How to complete this task:
Which lines in the data below contain the word "window"? Copy each of them.
Segment Start: Records for this task
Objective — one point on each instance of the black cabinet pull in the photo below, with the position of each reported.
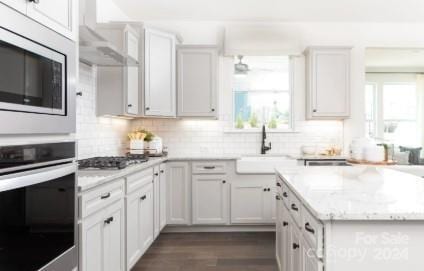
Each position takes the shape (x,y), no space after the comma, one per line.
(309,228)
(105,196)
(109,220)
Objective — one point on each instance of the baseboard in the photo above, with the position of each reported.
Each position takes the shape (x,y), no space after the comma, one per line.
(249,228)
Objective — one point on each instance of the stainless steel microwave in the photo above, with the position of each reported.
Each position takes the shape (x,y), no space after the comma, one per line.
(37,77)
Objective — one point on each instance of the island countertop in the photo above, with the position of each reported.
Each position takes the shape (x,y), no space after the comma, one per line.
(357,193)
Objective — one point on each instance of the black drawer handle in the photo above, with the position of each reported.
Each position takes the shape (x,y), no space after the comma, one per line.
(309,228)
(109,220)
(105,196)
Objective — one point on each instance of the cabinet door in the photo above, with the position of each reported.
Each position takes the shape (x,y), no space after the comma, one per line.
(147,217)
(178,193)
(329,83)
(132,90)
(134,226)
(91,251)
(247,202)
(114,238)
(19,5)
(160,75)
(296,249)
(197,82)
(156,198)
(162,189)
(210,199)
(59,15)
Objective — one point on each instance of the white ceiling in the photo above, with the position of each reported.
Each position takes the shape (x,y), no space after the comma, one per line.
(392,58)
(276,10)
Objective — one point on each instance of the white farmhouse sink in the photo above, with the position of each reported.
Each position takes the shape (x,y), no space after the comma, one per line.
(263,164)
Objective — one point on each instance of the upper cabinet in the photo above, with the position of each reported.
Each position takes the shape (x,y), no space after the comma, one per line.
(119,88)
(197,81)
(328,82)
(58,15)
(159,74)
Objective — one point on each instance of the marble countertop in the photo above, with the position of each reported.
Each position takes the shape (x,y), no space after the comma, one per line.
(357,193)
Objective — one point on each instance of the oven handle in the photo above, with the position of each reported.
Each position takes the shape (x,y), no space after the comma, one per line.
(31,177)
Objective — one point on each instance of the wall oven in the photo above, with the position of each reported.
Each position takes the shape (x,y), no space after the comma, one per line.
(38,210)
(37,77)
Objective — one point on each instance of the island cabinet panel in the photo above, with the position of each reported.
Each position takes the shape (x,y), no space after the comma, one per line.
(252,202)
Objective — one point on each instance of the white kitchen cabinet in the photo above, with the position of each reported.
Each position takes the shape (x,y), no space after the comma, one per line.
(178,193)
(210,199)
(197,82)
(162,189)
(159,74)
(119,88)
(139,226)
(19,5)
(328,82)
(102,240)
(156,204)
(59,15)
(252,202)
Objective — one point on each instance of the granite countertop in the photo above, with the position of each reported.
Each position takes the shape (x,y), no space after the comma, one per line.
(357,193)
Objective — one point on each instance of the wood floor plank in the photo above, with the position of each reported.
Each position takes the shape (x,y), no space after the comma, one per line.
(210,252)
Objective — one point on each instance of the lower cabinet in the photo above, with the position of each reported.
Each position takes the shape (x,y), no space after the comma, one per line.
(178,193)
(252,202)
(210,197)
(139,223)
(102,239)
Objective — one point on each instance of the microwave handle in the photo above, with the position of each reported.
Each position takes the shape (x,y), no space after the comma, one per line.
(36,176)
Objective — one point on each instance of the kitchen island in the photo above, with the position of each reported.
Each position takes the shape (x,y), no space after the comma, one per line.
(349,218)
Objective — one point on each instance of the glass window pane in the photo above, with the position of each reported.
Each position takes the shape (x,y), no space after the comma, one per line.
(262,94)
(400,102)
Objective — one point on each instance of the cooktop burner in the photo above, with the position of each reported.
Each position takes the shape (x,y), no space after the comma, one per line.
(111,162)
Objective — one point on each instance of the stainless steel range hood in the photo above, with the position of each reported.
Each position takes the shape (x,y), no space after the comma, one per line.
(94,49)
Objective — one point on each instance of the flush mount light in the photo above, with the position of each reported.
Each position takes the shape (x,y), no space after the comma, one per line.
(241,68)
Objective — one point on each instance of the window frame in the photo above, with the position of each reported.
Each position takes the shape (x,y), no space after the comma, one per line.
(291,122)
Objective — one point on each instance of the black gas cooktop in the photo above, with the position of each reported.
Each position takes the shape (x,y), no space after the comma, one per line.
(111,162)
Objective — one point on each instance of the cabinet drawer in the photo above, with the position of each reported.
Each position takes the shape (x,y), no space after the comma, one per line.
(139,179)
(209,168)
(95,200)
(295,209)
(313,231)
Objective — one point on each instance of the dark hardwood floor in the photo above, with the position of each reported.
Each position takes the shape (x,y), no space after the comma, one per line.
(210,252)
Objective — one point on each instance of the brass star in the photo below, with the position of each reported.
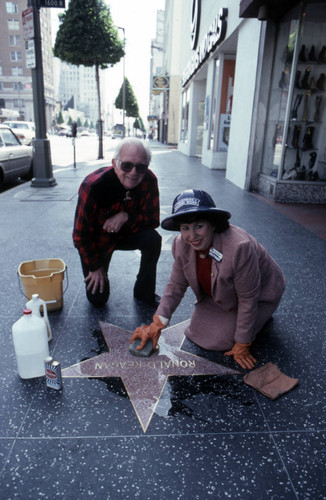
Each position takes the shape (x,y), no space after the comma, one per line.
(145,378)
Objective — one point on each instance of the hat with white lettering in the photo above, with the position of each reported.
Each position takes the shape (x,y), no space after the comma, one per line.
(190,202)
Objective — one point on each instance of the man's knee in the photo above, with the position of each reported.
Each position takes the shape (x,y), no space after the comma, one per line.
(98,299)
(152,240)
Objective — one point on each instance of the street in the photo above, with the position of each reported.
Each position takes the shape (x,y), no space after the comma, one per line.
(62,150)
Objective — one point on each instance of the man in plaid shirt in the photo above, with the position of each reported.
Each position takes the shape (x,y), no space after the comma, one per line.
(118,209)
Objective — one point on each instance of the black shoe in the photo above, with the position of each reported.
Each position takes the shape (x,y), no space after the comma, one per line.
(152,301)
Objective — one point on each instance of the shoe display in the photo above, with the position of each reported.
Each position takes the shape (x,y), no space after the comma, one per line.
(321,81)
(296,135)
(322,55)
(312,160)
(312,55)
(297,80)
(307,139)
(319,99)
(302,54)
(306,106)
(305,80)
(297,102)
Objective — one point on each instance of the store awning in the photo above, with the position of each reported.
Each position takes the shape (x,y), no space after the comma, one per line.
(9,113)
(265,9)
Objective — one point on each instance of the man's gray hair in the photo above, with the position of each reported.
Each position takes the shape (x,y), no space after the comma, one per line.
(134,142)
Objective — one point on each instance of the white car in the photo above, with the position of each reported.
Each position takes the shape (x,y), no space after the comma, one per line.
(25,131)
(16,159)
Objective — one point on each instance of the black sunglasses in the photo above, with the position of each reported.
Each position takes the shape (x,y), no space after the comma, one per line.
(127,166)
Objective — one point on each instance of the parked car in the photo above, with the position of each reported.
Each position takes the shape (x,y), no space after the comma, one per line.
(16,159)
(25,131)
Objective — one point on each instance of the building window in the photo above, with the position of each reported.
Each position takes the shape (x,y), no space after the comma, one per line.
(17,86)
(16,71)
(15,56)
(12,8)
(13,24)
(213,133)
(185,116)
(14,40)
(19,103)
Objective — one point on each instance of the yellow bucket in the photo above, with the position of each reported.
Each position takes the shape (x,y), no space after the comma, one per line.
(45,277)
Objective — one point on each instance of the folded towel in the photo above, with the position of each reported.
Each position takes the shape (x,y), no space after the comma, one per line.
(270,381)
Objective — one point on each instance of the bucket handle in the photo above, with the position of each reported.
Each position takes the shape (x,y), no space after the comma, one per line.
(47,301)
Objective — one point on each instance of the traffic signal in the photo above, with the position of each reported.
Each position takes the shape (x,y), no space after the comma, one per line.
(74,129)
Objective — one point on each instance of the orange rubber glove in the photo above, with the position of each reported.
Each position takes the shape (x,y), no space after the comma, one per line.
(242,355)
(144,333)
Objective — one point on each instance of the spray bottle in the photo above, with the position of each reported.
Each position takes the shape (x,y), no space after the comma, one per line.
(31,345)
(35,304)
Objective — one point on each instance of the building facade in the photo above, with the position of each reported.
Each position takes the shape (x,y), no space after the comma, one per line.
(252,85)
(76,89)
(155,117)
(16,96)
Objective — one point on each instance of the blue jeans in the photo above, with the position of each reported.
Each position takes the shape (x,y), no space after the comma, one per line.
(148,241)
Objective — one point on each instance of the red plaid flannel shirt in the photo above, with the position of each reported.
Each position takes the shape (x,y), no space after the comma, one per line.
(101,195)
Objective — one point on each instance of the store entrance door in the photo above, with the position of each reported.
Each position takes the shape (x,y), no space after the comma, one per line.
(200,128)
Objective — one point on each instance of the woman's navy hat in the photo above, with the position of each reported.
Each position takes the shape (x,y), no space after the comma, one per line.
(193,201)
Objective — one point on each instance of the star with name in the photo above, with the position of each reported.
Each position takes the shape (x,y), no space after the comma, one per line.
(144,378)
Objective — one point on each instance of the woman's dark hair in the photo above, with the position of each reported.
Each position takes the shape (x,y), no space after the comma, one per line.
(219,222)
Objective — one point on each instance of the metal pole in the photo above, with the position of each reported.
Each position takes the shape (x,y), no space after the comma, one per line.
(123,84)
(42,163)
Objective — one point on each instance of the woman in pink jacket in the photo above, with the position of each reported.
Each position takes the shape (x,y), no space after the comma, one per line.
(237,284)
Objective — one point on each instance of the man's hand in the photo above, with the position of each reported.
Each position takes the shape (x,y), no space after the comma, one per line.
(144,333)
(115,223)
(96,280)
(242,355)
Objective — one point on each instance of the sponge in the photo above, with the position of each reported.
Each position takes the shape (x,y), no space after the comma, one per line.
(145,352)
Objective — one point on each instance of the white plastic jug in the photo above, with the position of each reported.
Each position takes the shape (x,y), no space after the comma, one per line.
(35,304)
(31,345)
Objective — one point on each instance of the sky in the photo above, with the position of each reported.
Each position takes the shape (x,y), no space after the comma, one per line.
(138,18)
Segment End: Records for this task
Segment Start: Records for this task
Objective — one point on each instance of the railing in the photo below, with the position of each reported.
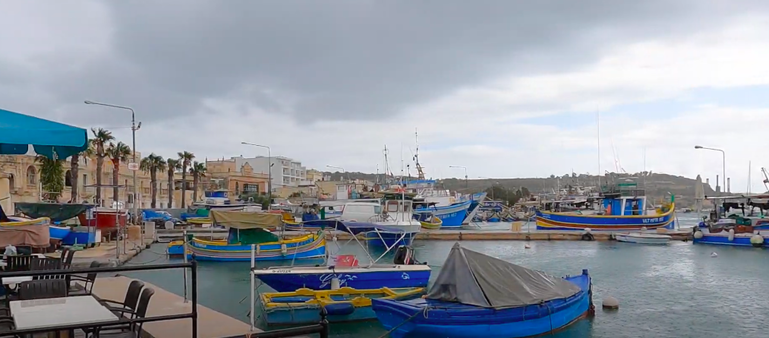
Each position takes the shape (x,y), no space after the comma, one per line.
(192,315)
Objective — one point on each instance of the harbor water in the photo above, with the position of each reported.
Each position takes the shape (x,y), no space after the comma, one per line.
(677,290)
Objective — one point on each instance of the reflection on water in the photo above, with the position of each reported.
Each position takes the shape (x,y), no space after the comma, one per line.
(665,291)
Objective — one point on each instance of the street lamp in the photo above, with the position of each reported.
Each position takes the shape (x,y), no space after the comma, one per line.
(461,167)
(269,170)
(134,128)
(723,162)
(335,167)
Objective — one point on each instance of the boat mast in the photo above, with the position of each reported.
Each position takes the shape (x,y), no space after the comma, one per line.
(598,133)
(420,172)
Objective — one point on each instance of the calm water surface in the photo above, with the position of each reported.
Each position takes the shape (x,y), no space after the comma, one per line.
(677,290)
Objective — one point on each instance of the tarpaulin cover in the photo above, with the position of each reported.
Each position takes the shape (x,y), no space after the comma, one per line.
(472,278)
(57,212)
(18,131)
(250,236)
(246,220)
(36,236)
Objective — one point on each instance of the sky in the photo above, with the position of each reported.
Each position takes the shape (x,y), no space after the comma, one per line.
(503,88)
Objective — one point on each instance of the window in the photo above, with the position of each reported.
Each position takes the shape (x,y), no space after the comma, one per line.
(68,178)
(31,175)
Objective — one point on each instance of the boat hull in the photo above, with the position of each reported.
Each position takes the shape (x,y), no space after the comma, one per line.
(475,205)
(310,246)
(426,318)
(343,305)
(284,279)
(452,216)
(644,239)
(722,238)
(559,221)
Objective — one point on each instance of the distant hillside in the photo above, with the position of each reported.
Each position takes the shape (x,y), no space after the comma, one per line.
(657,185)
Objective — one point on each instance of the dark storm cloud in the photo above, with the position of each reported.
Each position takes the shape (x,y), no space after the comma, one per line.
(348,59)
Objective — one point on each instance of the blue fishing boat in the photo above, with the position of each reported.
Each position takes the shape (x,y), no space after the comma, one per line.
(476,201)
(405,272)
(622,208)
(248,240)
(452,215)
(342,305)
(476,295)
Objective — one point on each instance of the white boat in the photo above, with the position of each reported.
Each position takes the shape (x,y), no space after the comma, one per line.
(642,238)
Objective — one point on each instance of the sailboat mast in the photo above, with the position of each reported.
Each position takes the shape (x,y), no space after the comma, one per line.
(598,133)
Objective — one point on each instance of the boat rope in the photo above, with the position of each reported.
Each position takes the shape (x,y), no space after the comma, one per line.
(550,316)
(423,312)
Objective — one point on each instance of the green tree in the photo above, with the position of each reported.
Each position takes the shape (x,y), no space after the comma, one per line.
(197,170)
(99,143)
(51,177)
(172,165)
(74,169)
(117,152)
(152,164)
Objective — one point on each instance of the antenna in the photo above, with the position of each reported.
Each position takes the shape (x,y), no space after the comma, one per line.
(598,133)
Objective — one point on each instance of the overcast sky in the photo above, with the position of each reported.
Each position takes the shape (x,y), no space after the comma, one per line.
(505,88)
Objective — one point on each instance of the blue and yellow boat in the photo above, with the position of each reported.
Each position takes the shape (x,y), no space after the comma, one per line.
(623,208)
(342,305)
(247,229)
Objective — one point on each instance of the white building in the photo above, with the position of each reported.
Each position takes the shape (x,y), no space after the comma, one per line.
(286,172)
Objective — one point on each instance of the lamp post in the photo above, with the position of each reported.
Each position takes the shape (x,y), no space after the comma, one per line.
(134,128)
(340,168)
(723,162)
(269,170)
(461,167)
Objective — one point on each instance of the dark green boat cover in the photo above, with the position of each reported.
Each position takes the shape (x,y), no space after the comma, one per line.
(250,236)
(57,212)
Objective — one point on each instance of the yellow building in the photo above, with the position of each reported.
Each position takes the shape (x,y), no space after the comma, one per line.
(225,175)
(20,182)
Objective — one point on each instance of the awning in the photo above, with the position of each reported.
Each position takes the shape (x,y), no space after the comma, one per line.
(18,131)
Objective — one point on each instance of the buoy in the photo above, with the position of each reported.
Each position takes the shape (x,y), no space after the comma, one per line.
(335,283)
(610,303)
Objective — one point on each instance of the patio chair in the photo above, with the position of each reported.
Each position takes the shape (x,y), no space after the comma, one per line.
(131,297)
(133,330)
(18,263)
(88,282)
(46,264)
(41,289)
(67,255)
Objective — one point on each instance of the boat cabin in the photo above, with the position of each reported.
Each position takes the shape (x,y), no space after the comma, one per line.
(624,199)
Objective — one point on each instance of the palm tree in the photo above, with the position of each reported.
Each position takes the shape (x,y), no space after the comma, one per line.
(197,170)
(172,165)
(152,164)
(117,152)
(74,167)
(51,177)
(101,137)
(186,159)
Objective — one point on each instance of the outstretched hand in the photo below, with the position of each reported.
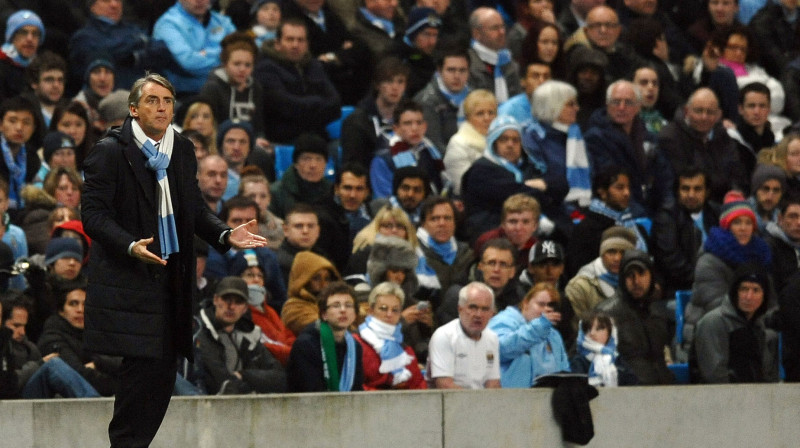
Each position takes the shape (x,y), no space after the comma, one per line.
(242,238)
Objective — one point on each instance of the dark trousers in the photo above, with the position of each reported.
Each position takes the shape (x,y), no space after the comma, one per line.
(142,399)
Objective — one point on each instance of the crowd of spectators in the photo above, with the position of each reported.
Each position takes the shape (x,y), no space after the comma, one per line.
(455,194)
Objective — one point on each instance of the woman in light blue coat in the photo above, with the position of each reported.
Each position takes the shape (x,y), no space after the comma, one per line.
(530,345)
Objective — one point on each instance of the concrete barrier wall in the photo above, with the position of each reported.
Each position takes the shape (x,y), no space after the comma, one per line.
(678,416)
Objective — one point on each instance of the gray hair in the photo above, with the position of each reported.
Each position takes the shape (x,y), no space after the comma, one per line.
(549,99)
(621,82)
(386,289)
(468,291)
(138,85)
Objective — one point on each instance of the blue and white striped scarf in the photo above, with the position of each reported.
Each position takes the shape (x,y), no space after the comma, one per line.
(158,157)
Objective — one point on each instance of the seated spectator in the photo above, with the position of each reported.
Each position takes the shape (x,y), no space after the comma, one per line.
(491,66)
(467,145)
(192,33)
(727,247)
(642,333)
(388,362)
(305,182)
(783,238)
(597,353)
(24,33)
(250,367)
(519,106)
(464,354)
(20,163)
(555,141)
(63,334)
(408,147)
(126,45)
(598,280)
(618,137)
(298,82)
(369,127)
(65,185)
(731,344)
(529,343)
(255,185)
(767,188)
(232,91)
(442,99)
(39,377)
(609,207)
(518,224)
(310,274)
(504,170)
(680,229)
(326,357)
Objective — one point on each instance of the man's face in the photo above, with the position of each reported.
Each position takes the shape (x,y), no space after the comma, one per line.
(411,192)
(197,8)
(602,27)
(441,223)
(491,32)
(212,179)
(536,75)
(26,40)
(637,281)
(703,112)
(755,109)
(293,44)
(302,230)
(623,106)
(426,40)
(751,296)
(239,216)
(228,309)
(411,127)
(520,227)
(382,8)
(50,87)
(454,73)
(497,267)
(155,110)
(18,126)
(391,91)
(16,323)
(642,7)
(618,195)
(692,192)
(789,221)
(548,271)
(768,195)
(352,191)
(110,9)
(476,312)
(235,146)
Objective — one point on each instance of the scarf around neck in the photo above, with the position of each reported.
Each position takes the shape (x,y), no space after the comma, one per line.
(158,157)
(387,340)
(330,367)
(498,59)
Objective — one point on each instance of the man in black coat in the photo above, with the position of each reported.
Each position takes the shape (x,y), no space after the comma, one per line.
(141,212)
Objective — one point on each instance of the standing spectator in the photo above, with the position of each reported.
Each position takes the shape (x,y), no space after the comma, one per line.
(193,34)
Segment End: Records for this task
Solution for this exercise:
Objective — one point on each instance of the glass window pane in the photo above, with the position of each reported.
Objective — one point on each instance of the window frame in the photo above, with the position of each reported.
Objective — one point on each instance of the building window in the photo above, with the position of each reported.
Objective — one point on each instance of the window in the photo above, with the position of each reported.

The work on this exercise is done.